··· INFORMATION SUPPLIED

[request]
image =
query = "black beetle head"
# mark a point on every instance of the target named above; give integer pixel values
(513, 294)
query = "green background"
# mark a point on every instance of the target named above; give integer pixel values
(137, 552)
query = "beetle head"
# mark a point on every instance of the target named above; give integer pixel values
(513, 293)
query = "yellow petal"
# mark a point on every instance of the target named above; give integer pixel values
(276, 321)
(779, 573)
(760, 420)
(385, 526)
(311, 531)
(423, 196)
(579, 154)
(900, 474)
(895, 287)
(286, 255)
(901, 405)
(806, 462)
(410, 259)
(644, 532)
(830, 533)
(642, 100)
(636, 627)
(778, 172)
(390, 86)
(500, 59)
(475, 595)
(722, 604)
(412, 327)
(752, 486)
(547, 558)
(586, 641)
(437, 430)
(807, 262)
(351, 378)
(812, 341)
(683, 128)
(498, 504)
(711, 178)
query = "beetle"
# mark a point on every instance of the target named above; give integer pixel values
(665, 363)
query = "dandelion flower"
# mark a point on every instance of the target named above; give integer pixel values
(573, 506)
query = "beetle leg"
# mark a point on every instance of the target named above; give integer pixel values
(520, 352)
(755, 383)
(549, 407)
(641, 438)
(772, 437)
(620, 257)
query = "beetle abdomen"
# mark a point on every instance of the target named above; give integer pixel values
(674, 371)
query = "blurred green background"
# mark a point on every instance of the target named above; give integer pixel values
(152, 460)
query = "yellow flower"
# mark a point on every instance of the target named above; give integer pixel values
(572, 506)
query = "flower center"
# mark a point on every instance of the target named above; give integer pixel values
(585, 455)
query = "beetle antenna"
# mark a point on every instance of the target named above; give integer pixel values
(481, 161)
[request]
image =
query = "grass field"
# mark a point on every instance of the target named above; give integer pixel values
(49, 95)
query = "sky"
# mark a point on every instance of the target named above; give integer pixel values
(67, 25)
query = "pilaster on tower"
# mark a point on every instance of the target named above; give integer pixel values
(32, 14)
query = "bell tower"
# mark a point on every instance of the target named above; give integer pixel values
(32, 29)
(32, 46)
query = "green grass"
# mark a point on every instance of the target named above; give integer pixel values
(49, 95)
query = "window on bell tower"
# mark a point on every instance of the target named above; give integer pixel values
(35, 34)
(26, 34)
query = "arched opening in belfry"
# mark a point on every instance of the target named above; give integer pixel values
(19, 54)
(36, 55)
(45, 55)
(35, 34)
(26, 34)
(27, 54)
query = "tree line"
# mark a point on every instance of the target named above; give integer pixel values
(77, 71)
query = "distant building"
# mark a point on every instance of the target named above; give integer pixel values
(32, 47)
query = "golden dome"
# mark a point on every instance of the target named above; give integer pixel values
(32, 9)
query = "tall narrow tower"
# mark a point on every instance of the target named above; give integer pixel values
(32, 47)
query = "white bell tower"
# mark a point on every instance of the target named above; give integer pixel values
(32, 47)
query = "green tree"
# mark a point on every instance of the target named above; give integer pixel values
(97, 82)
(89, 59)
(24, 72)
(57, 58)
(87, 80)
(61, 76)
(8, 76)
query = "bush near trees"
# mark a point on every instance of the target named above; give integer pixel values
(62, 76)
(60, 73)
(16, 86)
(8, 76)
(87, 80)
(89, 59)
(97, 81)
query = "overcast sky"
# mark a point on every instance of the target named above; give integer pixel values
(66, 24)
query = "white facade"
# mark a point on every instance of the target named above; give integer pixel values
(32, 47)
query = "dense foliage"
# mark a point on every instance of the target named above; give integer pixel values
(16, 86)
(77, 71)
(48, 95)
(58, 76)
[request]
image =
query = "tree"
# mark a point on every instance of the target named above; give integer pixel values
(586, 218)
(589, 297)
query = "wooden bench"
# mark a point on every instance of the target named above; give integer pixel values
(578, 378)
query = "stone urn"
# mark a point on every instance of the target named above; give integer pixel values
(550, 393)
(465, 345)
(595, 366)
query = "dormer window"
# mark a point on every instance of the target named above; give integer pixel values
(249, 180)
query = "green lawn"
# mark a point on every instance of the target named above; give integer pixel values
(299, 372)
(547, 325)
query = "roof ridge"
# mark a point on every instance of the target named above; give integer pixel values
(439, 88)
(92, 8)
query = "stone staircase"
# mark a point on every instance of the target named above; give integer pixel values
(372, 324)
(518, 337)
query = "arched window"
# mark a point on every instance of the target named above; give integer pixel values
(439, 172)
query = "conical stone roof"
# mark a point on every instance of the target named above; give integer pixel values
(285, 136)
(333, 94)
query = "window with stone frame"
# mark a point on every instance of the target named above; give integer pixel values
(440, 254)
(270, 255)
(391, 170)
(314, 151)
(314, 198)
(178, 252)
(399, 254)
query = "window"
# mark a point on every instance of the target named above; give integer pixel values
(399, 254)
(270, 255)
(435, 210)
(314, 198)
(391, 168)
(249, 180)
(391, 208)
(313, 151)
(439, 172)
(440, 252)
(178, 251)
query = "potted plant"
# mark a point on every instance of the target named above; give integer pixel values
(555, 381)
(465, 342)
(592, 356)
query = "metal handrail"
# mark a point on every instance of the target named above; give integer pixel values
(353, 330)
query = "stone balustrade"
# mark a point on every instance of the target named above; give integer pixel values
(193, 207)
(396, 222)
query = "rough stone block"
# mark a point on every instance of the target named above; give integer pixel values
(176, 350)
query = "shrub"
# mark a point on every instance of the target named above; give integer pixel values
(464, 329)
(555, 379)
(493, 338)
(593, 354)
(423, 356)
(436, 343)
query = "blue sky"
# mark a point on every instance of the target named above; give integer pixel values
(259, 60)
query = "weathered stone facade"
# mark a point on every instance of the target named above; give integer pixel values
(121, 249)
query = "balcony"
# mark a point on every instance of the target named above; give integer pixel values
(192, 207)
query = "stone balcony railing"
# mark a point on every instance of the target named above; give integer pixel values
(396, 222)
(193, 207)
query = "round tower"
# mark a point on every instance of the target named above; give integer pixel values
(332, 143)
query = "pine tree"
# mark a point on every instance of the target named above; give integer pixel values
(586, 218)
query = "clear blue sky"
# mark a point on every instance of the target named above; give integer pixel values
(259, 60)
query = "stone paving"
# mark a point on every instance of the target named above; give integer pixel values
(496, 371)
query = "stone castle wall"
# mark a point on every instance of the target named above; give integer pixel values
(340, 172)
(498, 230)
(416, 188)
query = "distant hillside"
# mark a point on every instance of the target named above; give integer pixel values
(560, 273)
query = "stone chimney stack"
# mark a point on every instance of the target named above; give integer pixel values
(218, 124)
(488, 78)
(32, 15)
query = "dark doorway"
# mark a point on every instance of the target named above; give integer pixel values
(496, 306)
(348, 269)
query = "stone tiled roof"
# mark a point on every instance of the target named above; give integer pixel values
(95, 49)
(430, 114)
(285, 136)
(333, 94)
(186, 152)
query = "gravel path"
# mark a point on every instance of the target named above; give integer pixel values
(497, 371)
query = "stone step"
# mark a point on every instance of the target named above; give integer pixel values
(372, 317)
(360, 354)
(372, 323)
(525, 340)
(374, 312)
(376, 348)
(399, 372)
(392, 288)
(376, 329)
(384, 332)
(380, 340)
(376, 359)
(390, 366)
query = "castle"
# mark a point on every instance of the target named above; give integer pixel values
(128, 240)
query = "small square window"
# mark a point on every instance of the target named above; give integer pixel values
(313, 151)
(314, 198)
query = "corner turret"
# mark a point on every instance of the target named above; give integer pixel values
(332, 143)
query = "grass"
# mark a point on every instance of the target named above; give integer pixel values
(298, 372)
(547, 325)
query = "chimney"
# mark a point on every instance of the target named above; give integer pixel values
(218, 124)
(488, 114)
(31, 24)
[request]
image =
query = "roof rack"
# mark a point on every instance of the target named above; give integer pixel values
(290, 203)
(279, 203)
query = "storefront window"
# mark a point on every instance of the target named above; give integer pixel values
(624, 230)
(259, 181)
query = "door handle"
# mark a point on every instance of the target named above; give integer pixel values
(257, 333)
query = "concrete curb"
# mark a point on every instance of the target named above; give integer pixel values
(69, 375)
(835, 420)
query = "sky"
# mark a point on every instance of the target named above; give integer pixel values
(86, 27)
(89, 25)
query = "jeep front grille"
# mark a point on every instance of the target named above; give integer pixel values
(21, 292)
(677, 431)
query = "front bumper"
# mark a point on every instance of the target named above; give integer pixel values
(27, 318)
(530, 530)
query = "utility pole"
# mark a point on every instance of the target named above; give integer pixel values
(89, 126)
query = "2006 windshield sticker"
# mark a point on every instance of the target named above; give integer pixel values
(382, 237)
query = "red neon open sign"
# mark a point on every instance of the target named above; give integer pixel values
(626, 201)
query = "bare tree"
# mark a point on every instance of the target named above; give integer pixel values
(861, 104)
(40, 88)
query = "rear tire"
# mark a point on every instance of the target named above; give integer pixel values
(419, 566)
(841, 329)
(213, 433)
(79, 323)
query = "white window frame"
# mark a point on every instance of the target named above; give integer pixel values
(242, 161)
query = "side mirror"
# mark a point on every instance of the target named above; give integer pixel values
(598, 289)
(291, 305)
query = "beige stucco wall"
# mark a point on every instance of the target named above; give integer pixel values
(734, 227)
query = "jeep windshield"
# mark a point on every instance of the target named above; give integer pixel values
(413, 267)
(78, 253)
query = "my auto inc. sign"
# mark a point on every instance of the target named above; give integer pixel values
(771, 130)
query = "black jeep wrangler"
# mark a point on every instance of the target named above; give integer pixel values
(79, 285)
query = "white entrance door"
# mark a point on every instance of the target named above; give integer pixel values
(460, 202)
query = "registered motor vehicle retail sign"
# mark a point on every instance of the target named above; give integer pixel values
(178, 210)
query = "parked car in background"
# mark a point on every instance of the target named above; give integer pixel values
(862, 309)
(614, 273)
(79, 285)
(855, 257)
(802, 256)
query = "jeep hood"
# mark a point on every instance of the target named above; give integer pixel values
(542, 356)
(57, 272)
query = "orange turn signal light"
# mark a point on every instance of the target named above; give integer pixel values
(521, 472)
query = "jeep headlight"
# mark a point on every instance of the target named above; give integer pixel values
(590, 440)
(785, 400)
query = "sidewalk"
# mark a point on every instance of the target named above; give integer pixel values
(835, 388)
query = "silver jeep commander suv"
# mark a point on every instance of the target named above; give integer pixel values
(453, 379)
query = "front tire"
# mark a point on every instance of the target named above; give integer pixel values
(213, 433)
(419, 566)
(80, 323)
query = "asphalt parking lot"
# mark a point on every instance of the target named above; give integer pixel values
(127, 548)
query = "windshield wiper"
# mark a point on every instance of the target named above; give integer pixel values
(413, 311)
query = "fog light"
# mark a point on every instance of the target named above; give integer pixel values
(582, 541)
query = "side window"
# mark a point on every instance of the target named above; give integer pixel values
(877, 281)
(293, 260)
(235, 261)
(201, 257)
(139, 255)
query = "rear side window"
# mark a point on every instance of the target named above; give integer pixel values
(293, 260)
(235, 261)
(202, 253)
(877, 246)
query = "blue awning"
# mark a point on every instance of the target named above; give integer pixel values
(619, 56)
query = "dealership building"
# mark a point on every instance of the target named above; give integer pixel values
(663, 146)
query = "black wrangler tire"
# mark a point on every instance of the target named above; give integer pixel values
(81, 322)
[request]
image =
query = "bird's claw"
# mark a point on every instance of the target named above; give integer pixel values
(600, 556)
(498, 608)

······

● EXERCISE
Which lines above contain the word "arched"? Collect each of them in full.

● SOLUTION TO THIS PROBLEM
query = "arched opening in belfry"
query = "arched window"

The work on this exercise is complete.